§ Texto:
>>>
Esther Friesner, Helena de Esparta Princesa de Ninguém, Bertrand, 2009, 298 páginas.

 

Mais um romance de tema clássico, este sobre a lendária Helena de Esparta, cujo rapto provocou a guerra de Tróia. 

 

A autora optou por nos dar uma visão diferente. Desta vez, não encontramos a conhecida história da rainha espartana, nem a sua partida para Tróia, nem a guerra entre gregos e troianos. Esther Friesner seguiu um caminho novo e ousado. Apresenta-nos uma jovem Helena que foge a todos os cânones da educação de uma rapariga espartana. Helena é atrevida, sem ser propriamente rebelde, é uma jovem que discorda do tipo de educação dada às mulheres, que foge para as montanhas para aprender a usar a espada como os seus irmãos, que usa todos os estratagemas para escapar dos enfadonhos trabalhos domésticos para os quais tem pouca habilidade. Helena, desde criança, mostra ter personalidade, ter ideias próprias, mostra que pensa sobre as coisas e dá a sua opinião, duvida das crendices sobre os deuses, embora os respeite, e quer ser livre de tomar decisões sobre a sua vida. Sabe-se que ela um dia será rainha de Esparta, mas, antes disso, a jovem Helena rege-se pela sua vontade e pelo desejo de aventura, pela ânsia de conhecer novos mundos.

Uma narrativa interessante, um tratamento divertido de alguns temas da cultura e civilização da Antiguidade, com a ironia dos tempos modernos.

 

 

Fernando Campos, A Rocha Branca, Alfaguara, Outubro de 2011, 246 páginas.

 

É o regresso de Fernando Campos às origens da sua formação académica — o mundo da antiguidade clássica, a língua e a cultura.
<<<
§ Material fornecido:
>>>
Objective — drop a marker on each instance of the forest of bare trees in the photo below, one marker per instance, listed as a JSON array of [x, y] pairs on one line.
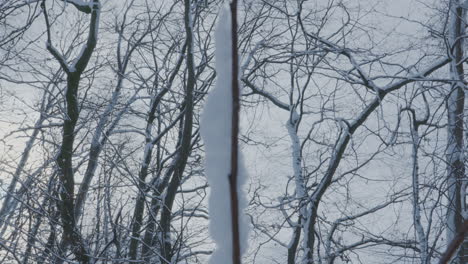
[[118, 143]]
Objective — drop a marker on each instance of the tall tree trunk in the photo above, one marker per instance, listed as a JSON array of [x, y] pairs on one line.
[[71, 234], [455, 112], [185, 144]]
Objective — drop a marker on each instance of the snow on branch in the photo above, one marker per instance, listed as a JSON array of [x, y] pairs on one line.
[[83, 6]]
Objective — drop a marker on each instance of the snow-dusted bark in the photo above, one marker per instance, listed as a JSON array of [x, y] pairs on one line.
[[421, 237], [216, 130], [455, 111], [292, 126], [71, 235]]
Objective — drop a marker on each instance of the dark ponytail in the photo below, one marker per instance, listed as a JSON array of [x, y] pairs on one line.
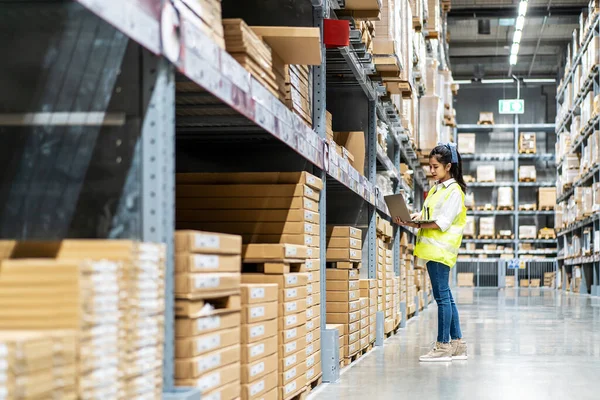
<<<
§ Exercícios:
1/ Consegue transcrever, das recensões de livros, o trecho que começa em "Uma narrativa interessante, um" e vai até "2011, 246 páginas.", inclusive?
2/ Pode prolongar as recensões de livros, dando-lhes seguimento a partir da última frase apresentada?

§ Resultados:
1/
Uma narrativa interessante, um tratamento divertido de alguns temas da cultura e civilização da Antiguidade, com a ironia dos tempos modernos.

 

 

Fernando Campos, A Rocha Branca, Alfaguara, Outubro de 2011, 246 páginas.

2/
Desta vez é a poetisa Safo que inspira o autor. Num discurso cheio de poesia, com um apuro, uma delicadeza e uma riqueza de linguagem de que só este mestre é capaz, acompanhamos a poetisa Safo falando da sua vida, da sua poesia, dos seus amores.

Aliando o conhecimento histórico com a ficção, Fernando Campos descreve-nos os costumes da Grécia antiga, apresenta-nos personagens reais, mitológicas e fictícias, dá-nos a conhecer alguns poemas da poetisa de Lesbos e introduz canções da sua própria autoria. A língua grega aparece nos poemas acompanhada de tradução, dando-nos, desse modo, uma maior riqueza histórica e cultural.

Os locais são descritos em pormenor, sentimo-nos lá, presentes.

E Safo, o amor, a paixão percorrem este romance, cheio de mistérios, de crenças no sobrenatural, de poesia.

Uma leitura que encanta, que nos mostra como se pode usar a língua e a sua riqueza lexical com todo o rigor e propriedade.

 

Os grandes clássicos, sempre atuais:

 

" Nas grandes empresas, é difícil agradar a todos."

 

Sólon, ateniense, grande legislador, séc. VI a.C.

in Antologia da Poesia Grega Clássica, trad. e notas de Albano Martins, Portugália Editora, 22010.

Uma fábula de Esopo

 

Os golfinhos, as baleias e o cadoz

 

Os golfinhos e as baleias estavam em guerra. Como a luta se prolongava e tornara encarniçada, um cadoz (é um peixe pequeno) veio à superfície e tentou reconciliá-los. Então um golfinho, tomando a palavra, disse: "É menos humilhante, para nós, combater e morrer uns pelos outros que aceitar-te como mediador."

Assim, há homens que nada valem, mas que, vivendo em épocas de agitação política, julgam que têm algum valor.

 

Esopo (século VI a.C.), in Antologia da Poesia Grega Clássica, trad. e notas de Albano Martins, Portugália Editora,22010.

 

     VIERAM

com os galões dourados

     os galos do Norte e as feras do Levante.

E tendo repartido em duas a minha carne

     acabaram por se disputar pelo meu fígado

e foram-se.

     "Para eles", disseram, "o fumo do sacrifício,

para nós os fumos da glória,

     amén."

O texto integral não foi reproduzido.